▶ **Work task**
Nothing should be dropped or changed: copy every line of the listing.

▶ **Available data**
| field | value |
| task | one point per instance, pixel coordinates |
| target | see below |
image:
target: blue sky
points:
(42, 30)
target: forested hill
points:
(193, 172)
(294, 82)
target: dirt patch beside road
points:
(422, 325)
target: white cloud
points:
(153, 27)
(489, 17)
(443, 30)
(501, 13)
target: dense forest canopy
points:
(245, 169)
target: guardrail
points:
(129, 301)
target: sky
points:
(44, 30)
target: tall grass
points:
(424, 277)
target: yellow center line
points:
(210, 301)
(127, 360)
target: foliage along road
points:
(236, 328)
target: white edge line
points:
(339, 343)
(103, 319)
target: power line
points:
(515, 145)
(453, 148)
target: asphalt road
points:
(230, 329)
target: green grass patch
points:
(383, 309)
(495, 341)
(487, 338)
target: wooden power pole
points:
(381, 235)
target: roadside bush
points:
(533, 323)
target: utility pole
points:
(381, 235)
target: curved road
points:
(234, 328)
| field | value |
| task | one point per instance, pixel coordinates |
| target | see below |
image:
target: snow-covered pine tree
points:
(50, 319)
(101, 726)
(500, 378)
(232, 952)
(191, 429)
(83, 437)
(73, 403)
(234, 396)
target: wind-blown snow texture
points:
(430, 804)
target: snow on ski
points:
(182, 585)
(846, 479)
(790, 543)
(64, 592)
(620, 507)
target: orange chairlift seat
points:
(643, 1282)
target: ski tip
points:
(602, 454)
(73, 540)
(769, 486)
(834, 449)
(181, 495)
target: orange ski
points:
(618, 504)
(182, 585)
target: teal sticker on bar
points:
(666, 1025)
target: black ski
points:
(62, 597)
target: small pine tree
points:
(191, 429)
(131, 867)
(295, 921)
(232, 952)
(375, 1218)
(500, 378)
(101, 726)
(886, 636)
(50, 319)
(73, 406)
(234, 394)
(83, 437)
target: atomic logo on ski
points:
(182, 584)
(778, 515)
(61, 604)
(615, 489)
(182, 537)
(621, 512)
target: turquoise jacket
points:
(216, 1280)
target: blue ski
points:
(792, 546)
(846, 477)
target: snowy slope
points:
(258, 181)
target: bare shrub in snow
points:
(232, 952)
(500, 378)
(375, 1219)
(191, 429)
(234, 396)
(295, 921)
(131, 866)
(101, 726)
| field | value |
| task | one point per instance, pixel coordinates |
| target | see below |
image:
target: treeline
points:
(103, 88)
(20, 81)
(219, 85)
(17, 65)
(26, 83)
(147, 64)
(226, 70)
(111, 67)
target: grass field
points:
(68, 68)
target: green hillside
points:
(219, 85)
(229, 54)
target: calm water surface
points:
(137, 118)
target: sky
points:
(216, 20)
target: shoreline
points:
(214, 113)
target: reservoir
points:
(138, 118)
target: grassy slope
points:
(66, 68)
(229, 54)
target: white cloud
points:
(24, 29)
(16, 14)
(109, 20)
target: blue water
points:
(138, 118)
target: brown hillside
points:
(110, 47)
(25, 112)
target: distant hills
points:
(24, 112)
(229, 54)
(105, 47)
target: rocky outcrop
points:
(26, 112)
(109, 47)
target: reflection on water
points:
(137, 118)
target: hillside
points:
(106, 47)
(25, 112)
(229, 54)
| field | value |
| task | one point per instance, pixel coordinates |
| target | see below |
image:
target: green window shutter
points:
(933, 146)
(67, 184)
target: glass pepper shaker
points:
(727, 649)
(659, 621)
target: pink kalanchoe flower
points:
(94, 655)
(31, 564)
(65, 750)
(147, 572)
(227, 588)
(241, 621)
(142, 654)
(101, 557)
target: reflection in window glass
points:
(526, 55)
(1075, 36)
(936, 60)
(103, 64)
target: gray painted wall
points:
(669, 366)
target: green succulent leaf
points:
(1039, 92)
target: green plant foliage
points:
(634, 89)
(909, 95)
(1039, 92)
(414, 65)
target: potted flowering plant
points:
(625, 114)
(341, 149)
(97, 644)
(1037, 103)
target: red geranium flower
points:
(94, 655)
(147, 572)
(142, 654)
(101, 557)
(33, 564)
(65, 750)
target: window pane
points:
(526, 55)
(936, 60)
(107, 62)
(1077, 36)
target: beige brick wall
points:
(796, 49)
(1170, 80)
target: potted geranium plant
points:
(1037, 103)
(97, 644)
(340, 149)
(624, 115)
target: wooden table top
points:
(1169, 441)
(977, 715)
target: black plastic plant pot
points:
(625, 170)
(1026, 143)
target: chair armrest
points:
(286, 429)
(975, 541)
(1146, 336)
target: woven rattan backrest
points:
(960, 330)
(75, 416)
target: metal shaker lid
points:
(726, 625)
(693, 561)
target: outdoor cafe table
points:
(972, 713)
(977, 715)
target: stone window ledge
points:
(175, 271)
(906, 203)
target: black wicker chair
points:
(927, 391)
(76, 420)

▶ **Written response**
| field | value |
| task | one point per instance, pixel coordinates |
| target | see below |
image:
target: blue sky
points:
(42, 30)
target: forested hill
points:
(193, 172)
(294, 82)
target: dirt patch beside road
points:
(422, 325)
target: white cloud
points:
(153, 27)
(489, 17)
(443, 30)
(501, 13)
target: dense forest canopy
points:
(245, 169)
target: guardrail
points:
(129, 301)
target: sky
points:
(44, 30)
target: tall grass
points:
(424, 277)
target: yellow center line
points:
(210, 301)
(127, 360)
target: foliage along road
points:
(236, 328)
target: white edge line
points:
(339, 343)
(103, 319)
target: power line
points:
(515, 145)
(453, 148)
target: asphalt road
points:
(230, 329)
target: green grass patch
points:
(383, 309)
(495, 341)
(487, 338)
target: wooden power pole
points:
(381, 235)
target: roadside bush
points:
(533, 323)
target: utility pole
points:
(381, 235)
target: curved road
points:
(234, 328)
| field | value |
| task | one point per instance, pixel coordinates |
| target | see below |
image:
target: snow-covered pine tree
points:
(50, 319)
(101, 726)
(500, 378)
(232, 952)
(191, 429)
(83, 437)
(73, 403)
(234, 396)
target: wind-blown snow texture
points:
(430, 804)
target: snow on ski
points:
(182, 585)
(846, 479)
(790, 543)
(64, 592)
(620, 507)
target: orange chairlift seat
points:
(643, 1282)
target: ski tip
points:
(602, 454)
(73, 540)
(769, 486)
(834, 449)
(181, 495)
target: orange ski
points:
(618, 504)
(182, 585)
target: teal sticker on bar
points:
(666, 1025)
target: black ski
points:
(62, 597)
target: small pine tree
points:
(191, 429)
(131, 867)
(295, 921)
(232, 952)
(375, 1218)
(500, 378)
(101, 726)
(886, 636)
(50, 319)
(73, 406)
(234, 394)
(83, 437)
target: atomic logo on ski
points:
(182, 584)
(778, 515)
(61, 604)
(615, 489)
(182, 537)
(621, 512)
target: turquoise jacket
points:
(216, 1280)
target: blue ski
points:
(792, 546)
(846, 477)
target: snowy slope
points:
(258, 181)
target: bare shrub in snow
points:
(232, 952)
(500, 378)
(375, 1219)
(191, 429)
(234, 396)
(295, 921)
(131, 866)
(101, 726)
| field | value |
| task | one point per instance, pixel coordinates |
| target | see below |
image:
target: treeline
points:
(103, 88)
(20, 81)
(219, 85)
(17, 65)
(26, 83)
(147, 64)
(226, 70)
(111, 67)
target: grass field
points:
(68, 68)
target: green hillside
points:
(219, 85)
(229, 54)
target: calm water surface
points:
(137, 118)
target: sky
points:
(216, 20)
target: shoreline
points:
(214, 113)
target: reservoir
points:
(138, 118)
target: grassy slope
points:
(66, 68)
(229, 54)
target: white cloud
points:
(24, 29)
(16, 14)
(109, 20)
target: blue water
points:
(138, 118)
target: brown hillside
points:
(110, 47)
(25, 112)
target: distant hills
points:
(24, 112)
(229, 54)
(105, 47)
target: rocky outcrop
points:
(26, 112)
(109, 47)
target: reflection on water
points:
(137, 118)
target: hillside
points:
(106, 47)
(25, 112)
(229, 54)
| field | value |
| task | one point per instance, pixel coordinates |
| target | see below |
image:
target: green window shutter
points:
(933, 146)
(67, 184)
target: glass pepper shaker
points:
(727, 649)
(659, 621)
target: pink kalanchoe flower
points:
(94, 655)
(31, 564)
(65, 750)
(147, 572)
(227, 588)
(241, 621)
(142, 654)
(101, 557)
target: reflection in window glass
points:
(526, 55)
(1075, 36)
(936, 60)
(103, 64)
target: gray painted wall
points:
(669, 366)
target: green succulent leaf
points:
(1039, 92)
target: green plant foliage
points:
(634, 89)
(909, 95)
(1039, 92)
(414, 65)
target: potted flowering plant
points:
(625, 114)
(341, 149)
(97, 644)
(1037, 103)
target: red geranium flower
points:
(94, 655)
(147, 572)
(142, 654)
(101, 557)
(33, 564)
(65, 750)
target: window pane
points:
(526, 55)
(936, 60)
(107, 62)
(1077, 36)
target: beige brick wall
points:
(796, 49)
(1170, 80)
target: potted geranium plant
points:
(1037, 103)
(97, 644)
(340, 149)
(624, 115)
target: wooden table top
points:
(1169, 441)
(977, 715)
target: black plastic plant pot
points:
(625, 170)
(1026, 143)
target: chair armrest
points:
(286, 429)
(975, 541)
(1146, 336)
target: woven rattan backrest
points:
(960, 330)
(75, 416)
target: metal shaker lid
points:
(726, 625)
(693, 561)
target: outdoor cafe table
points:
(972, 713)
(977, 715)
target: stone window ledge
points:
(175, 271)
(906, 203)
target: black wicker chair
points:
(927, 391)
(76, 420)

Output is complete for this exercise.